AIM OF THE TASK —
Send back all of the records, each one exactly as written.

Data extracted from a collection
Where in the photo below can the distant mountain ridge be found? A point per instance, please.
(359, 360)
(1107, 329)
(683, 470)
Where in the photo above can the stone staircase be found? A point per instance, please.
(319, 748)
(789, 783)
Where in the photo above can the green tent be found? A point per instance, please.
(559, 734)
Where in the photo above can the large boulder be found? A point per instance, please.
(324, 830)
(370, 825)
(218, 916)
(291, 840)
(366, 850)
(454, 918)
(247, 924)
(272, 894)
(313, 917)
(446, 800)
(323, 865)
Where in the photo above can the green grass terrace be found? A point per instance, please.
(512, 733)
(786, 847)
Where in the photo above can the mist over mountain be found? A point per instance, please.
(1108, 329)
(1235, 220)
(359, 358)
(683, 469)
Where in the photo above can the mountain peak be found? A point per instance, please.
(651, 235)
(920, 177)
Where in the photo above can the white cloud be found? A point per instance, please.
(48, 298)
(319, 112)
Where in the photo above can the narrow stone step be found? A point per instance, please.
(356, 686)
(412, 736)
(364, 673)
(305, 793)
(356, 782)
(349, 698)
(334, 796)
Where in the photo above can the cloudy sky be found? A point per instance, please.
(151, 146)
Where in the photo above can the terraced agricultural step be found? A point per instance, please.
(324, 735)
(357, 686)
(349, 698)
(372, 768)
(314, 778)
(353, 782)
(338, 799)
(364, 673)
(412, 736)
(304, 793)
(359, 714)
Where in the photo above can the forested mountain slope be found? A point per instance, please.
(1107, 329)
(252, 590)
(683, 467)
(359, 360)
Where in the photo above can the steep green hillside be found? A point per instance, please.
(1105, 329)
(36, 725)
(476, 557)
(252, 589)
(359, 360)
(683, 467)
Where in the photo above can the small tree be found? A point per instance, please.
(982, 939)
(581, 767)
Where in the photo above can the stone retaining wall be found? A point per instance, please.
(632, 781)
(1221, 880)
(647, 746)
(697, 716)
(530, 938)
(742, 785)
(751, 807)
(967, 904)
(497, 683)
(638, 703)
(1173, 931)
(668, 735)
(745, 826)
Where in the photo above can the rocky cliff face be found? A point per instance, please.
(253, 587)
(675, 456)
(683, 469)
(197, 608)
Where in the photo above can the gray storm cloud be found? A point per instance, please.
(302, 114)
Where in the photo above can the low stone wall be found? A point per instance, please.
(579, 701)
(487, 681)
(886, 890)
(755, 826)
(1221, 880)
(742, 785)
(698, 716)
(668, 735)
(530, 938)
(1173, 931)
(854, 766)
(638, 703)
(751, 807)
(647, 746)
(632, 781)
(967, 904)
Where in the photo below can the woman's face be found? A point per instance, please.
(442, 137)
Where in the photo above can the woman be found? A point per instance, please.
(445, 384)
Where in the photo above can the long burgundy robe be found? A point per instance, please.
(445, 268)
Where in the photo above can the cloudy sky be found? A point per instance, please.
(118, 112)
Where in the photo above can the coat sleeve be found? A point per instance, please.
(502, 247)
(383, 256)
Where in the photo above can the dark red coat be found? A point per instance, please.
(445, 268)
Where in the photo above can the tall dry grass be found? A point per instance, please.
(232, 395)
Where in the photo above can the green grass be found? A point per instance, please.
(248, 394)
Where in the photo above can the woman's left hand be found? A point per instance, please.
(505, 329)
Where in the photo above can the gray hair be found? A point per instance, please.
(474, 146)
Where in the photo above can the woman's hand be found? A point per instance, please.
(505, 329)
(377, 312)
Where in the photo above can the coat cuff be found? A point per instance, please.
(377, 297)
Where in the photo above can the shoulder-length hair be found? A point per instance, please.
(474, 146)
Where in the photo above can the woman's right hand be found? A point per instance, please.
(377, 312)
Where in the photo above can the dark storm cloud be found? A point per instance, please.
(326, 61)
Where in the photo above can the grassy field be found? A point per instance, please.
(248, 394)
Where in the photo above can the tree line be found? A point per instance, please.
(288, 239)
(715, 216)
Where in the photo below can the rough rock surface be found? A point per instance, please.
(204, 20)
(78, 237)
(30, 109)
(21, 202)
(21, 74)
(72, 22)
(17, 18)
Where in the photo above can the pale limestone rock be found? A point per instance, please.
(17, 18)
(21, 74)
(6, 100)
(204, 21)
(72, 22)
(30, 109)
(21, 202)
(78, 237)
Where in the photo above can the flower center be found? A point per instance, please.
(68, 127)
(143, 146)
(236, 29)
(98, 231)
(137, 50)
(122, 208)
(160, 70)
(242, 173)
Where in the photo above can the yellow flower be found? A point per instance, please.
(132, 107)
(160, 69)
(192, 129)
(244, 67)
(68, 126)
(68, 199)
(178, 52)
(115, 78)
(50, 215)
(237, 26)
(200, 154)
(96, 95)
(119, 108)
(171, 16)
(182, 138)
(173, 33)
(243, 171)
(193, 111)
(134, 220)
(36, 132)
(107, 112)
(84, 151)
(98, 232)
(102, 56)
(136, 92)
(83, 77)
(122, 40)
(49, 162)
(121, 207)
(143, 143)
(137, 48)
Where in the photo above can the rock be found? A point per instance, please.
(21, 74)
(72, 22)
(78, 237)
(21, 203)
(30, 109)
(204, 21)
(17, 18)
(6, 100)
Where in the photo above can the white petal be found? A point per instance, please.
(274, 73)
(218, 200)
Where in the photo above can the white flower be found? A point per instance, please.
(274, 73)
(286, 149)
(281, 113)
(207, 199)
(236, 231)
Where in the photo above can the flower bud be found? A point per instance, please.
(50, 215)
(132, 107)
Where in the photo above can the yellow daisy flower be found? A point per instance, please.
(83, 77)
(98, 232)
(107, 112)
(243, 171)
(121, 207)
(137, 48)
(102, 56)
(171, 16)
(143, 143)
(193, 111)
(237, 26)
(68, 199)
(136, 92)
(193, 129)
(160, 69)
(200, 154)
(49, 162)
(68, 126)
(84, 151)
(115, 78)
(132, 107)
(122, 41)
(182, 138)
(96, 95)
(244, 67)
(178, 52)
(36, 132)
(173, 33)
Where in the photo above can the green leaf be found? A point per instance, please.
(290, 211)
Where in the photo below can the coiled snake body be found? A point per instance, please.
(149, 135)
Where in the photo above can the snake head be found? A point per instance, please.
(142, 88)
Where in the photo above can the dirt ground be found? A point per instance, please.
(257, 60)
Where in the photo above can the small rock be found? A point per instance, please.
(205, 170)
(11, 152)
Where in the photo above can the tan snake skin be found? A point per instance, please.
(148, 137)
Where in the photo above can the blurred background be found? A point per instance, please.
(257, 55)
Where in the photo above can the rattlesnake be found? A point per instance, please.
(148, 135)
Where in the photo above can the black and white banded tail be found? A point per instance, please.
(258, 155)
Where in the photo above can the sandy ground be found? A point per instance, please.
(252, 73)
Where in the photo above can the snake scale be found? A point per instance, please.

EXERCISE OUTPUT —
Where in the photo below can the distant mountain ridge be found? A point per instance, please.
(359, 360)
(1107, 329)
(683, 470)
Where in the photo above can the stone staircase be found? A point per instance, please.
(319, 748)
(789, 783)
Where in the photo above can the green tent be found? A point per instance, please.
(559, 734)
Where in the photo above can the large boulder be found? A point per instance, please.
(324, 830)
(370, 825)
(218, 916)
(291, 840)
(366, 850)
(454, 918)
(247, 924)
(272, 894)
(313, 917)
(446, 800)
(323, 865)
Where in the photo above can the green grass terrace be found? A point per instance, please.
(512, 733)
(786, 847)
Where in the photo above can the mist over mountain be found? A point per instance, please.
(1108, 329)
(1235, 220)
(359, 358)
(683, 469)
Where in the photo above can the mountain peak be found? A point per instance, please.
(651, 235)
(920, 177)
Where in the photo above can the white cloud be found? A point per instance, please.
(48, 298)
(319, 112)
Where in the photo above can the narrow stone step be found? A point per instance, please.
(356, 686)
(412, 736)
(364, 673)
(305, 793)
(356, 782)
(349, 698)
(334, 796)
Where in the photo above can the cloudy sky be found? A point per instance, please.
(151, 146)
Where in the photo above can the terraced agricultural step be found? A point per instance, please.
(324, 735)
(357, 686)
(349, 698)
(372, 768)
(314, 778)
(353, 782)
(338, 799)
(364, 673)
(412, 736)
(304, 793)
(359, 714)
Where in the photo above can the forested mountain slope be found? A point per instance, please.
(1107, 329)
(252, 590)
(683, 467)
(359, 360)
Where in the photo above can the steep green hillside be found? A point per instance, please.
(1105, 329)
(36, 725)
(476, 557)
(252, 589)
(359, 360)
(683, 467)
Where in the photo above can the small tree be found? A point per instance, please.
(982, 939)
(581, 767)
Where in the photo above can the stone retaining wall be found? A point per instance, please.
(632, 781)
(1221, 880)
(647, 746)
(697, 716)
(530, 938)
(742, 785)
(751, 807)
(967, 904)
(497, 683)
(638, 703)
(1173, 931)
(668, 735)
(745, 826)
Where in the photo above can the rocky cliff face be found? A point per instance, please.
(253, 587)
(675, 456)
(683, 469)
(197, 608)
Where in the photo above can the gray storm cloud be found? A point per instance, please.
(302, 114)
Where in the photo above can the low stone wall be found? A point per instance, please.
(579, 701)
(487, 681)
(886, 890)
(755, 826)
(1221, 880)
(742, 785)
(698, 716)
(668, 735)
(530, 938)
(1173, 931)
(854, 766)
(638, 703)
(751, 807)
(647, 746)
(632, 781)
(967, 904)
Where in the photo below can the woman's face be found? A point per instance, please.
(442, 137)
Where in the photo above can the woman be found? A point per instance, please.
(445, 384)
Where in the photo above can the long burgundy robe be found? A point per instance, please.
(445, 268)
Where in the photo above can the cloudy sky be found? A point per instance, please.
(118, 112)
Where in the photo above can the coat sleeve be found? A point per instance, please.
(502, 247)
(383, 256)
Where in the photo above can the dark red coat be found? A point per instance, please.
(445, 268)
Where in the photo above can the tall dry grass be found? A point per instance, please.
(232, 395)
Where in the photo above can the green grass be found? A point per instance, please.
(248, 394)
Where in the photo above can the woman's left hand be found? A point per instance, please.
(505, 329)
Where in the photo above can the gray hair be found? A point per instance, please.
(474, 146)
Where in the photo above can the woman's hand be found? A point per instance, please.
(505, 329)
(377, 312)
Where in the photo above can the coat cuff be found? A point per instance, please.
(377, 297)
Where in the photo above can the shoulder-length hair be found? A point per instance, please.
(474, 146)
Where in the photo above can the woman's right hand be found? A point per instance, please.
(377, 312)
Where in the photo above can the dark storm cloud be found? A point per instance, please.
(326, 61)
Where in the photo above can the grassy field be found? A point per instance, please.
(248, 394)
Where in the photo above can the tree line be found? A point per instance, please.
(288, 239)
(715, 216)
Where in the photo below can the rough rock surface be found? A point per instance, please.
(204, 20)
(78, 237)
(30, 109)
(21, 202)
(21, 74)
(72, 22)
(17, 18)
Where in the photo above can the pale limestone rock be found? A point per instance, please.
(17, 18)
(21, 74)
(6, 100)
(204, 21)
(72, 22)
(30, 109)
(21, 202)
(78, 237)
Where in the photo above can the flower center be found? A point per instance, please.
(68, 127)
(143, 146)
(236, 29)
(98, 231)
(137, 50)
(122, 208)
(160, 70)
(242, 173)
Where in the photo above can the yellow flower be found? A point per instance, please.
(132, 107)
(160, 69)
(192, 129)
(244, 67)
(68, 126)
(68, 199)
(178, 52)
(115, 78)
(50, 215)
(237, 26)
(200, 154)
(96, 95)
(119, 108)
(171, 16)
(182, 138)
(173, 33)
(243, 171)
(193, 111)
(134, 220)
(36, 132)
(107, 112)
(84, 151)
(98, 232)
(102, 56)
(136, 92)
(83, 77)
(122, 40)
(49, 162)
(121, 207)
(143, 143)
(137, 48)
Where in the photo above can the rock be found? A point per instance, please.
(21, 74)
(72, 22)
(78, 237)
(21, 203)
(30, 109)
(204, 21)
(17, 18)
(6, 100)
Where in the photo above can the white petal be found? A point per instance, please.
(274, 73)
(218, 200)
Where in the photo above can the white flower be found? A point per instance, please.
(274, 73)
(286, 149)
(281, 113)
(207, 199)
(236, 231)
Where in the photo above can the flower bud be found? A point per instance, please.
(50, 215)
(132, 107)
Where in the photo above can the yellow daisy flower be found? A point per instance, please.
(83, 77)
(98, 232)
(107, 112)
(243, 171)
(121, 207)
(137, 48)
(102, 56)
(171, 16)
(143, 143)
(193, 111)
(237, 26)
(68, 199)
(136, 92)
(193, 129)
(160, 69)
(200, 154)
(49, 162)
(68, 126)
(84, 151)
(115, 78)
(132, 107)
(122, 41)
(182, 138)
(96, 95)
(244, 67)
(178, 52)
(36, 132)
(173, 33)
Where in the photo above can the green leaf be found? A point per instance, please.
(290, 211)
Where in the photo below can the coiled snake body be found? A point per instance, please.
(149, 135)
Where in the photo above can the snake head be found? A point per instance, please.
(142, 88)
Where in the photo above can the dirt ground be found? A point per instance, please.
(257, 60)
Where in the photo above can the small rock be found? A point per instance, please.
(205, 170)
(11, 152)
Where in the photo above can the tan snake skin be found? A point per instance, please.
(148, 137)
Where in the photo above can the blurred background be found? A point per instance, please.
(257, 55)
Where in the photo above can the rattlesnake be found? A point per instance, please.
(148, 135)
Where in the photo above can the black and white banded tail be found? A point per instance, please.
(258, 155)
Where in the photo above can the sandy ground be found? A point per instance, please.
(252, 73)
Where in the photo above can the snake scale be found? A point per instance, please.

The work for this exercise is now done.